→ **Questions**:
1. Answer these questions using the text on NIRCI use in the pharma industry:
(a) Which agency published compelling results almost a decade ago?
(b) In which journal and in what year did the paper with some of the first chemical images of pharmaceutical tablets appear?
(c) Besides resources, what does the text say is required for the technique to be deployed on the ground?
2. List every purpose other than counterfeit detection that the text on NIRCI use in the pharma industry gives as a reason the technology was generally acquired.
3. Carry on writing the text on NIRCI use in the pharma industry, starting right after its last sentence.

→ **Text for analysis**:
▽
How widespread is NIRCI use in the pharma industry?

There is a reasonable level of use of NIRCI for counterfeit analysis among the bigger players in the pharmaceutical industry and the literature contains some information about the measurements performed by these companies. The technology was generally acquired for purposes other than counterfeit detection: troubleshooting of dissolution failure, formulation development work or root-cause analysis of performance issues for example. It is the realisation that the same information, already available in their databases, could be used in the fight against counterfeits that has accelerated this application. The FDA also published compelling results almost a decade ago, which clearly demonstrated the power of the technique to identify counterfeits.1 Furthermore, a paper published in Science in 20042 contained some of the first chemical images of pharmaceutical tablets acquired to demonstrate differences between medication purchased on the internet from various sources using the NIRCI. Today, the knowledge exists, and it is only a matter of will and resources that are required for it to be deployed on the ground.
△
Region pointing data
▽
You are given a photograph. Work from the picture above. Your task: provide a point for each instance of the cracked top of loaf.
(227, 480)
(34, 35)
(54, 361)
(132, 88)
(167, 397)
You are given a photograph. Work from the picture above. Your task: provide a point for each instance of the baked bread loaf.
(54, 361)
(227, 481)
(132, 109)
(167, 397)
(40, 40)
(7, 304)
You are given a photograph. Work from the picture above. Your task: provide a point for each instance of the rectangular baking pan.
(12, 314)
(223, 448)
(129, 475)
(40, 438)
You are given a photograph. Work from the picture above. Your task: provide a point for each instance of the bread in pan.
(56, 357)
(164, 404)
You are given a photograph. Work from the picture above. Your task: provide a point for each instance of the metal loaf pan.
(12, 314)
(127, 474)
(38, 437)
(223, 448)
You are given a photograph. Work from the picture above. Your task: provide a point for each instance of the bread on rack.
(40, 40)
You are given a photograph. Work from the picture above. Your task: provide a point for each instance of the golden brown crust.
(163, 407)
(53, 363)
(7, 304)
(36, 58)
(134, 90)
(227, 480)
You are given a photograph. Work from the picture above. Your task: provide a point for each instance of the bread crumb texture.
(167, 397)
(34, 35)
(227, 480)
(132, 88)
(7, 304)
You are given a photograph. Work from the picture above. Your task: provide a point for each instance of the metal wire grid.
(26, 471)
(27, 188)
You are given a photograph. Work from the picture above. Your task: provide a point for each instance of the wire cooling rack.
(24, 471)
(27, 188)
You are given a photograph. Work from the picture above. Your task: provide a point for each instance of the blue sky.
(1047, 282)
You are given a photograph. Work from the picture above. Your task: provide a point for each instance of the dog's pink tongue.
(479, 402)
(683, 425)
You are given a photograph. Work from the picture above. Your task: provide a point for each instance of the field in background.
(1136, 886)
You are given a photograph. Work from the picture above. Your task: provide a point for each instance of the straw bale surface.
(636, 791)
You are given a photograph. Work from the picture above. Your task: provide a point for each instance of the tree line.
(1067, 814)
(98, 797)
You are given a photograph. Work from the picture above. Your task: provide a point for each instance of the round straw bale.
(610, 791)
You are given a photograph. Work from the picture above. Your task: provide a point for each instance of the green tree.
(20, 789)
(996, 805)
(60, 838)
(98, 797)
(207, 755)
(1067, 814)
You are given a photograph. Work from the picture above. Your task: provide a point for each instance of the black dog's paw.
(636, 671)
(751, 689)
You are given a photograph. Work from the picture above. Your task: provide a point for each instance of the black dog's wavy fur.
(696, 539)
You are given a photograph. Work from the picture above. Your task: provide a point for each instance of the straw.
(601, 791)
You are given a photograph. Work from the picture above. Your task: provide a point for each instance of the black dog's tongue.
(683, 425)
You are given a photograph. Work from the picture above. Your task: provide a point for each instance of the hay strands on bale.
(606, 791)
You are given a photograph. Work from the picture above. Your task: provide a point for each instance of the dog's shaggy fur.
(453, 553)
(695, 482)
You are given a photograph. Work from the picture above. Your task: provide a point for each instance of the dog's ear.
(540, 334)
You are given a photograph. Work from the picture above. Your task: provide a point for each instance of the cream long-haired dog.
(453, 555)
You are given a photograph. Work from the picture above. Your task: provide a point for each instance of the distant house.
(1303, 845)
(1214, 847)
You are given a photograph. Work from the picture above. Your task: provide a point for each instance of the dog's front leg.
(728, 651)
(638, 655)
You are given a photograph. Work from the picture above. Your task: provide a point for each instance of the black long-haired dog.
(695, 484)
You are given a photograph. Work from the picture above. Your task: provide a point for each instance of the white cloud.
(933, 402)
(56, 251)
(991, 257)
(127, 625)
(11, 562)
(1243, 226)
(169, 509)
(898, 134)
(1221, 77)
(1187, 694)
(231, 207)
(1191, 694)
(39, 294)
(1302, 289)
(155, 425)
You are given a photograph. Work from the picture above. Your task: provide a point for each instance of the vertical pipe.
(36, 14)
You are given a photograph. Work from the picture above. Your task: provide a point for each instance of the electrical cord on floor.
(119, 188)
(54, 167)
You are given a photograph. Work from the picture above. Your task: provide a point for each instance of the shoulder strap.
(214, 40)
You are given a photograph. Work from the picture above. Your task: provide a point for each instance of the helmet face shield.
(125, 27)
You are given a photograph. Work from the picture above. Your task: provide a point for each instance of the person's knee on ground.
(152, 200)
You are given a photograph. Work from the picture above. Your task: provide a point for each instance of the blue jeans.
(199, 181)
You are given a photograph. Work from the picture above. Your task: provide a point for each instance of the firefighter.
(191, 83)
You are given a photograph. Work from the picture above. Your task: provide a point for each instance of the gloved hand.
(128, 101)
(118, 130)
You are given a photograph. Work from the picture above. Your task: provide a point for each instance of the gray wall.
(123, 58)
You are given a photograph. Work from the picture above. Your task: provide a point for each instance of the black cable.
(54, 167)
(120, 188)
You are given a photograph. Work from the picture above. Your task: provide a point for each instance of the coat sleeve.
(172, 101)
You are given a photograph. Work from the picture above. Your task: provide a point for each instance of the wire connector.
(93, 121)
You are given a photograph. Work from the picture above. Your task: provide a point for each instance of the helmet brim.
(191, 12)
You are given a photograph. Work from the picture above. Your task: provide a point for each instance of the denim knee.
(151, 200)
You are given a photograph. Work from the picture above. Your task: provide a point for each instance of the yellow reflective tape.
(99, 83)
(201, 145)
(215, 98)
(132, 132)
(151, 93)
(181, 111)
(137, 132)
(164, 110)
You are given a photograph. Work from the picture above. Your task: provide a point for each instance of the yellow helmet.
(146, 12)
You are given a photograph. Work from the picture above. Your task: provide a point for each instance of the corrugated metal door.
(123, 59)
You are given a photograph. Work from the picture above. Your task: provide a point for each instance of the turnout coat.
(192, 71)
△
→ **Responses per task**:
1.
(a) The FDA
(b) Science, 2004
(c) Will

2.
- Troubleshooting of dissolution failure
- Formulation development work
- Root-cause analysis of performance issues

3.
How can this technology be realistically used?

It is not unreasonable to think that a database of chemical composition and physical structure could be built for original products, and compared with seized lots to determine their legality. A similar database of seized counterfeits could help build an understanding of the movement of these products across borders and markets. One important consideration for this type of deployment is that the complete fingerprint of a tablet or a set of tablets, both chemical and physical, is obtained in under 3 minutes by a non-specialised operator and all data processing is performed automatically. Therefore, data acquisition and processing is not a barrier to deployment; we need to gather and use all of the information that is already at our fingertips to fight counterfeiters.

The price tag for NIRCI technology is comparable to chromatography equipment, but the information content is unparalleled. While the industry has and will continue to benefit from advanced understanding of their products and the counterfeits found on the market, it is regulatory agencies and consequently the public that would benefit most from a broader deployment of NIRCI technology.

References

1. R.C. Lyon et al., at the Annual Meeting of American Pharmaceutical Scientists (Canada, November 2002).

2. M. A. Veronin and B-B. C. Youan, Science 305, 481 (July 2004).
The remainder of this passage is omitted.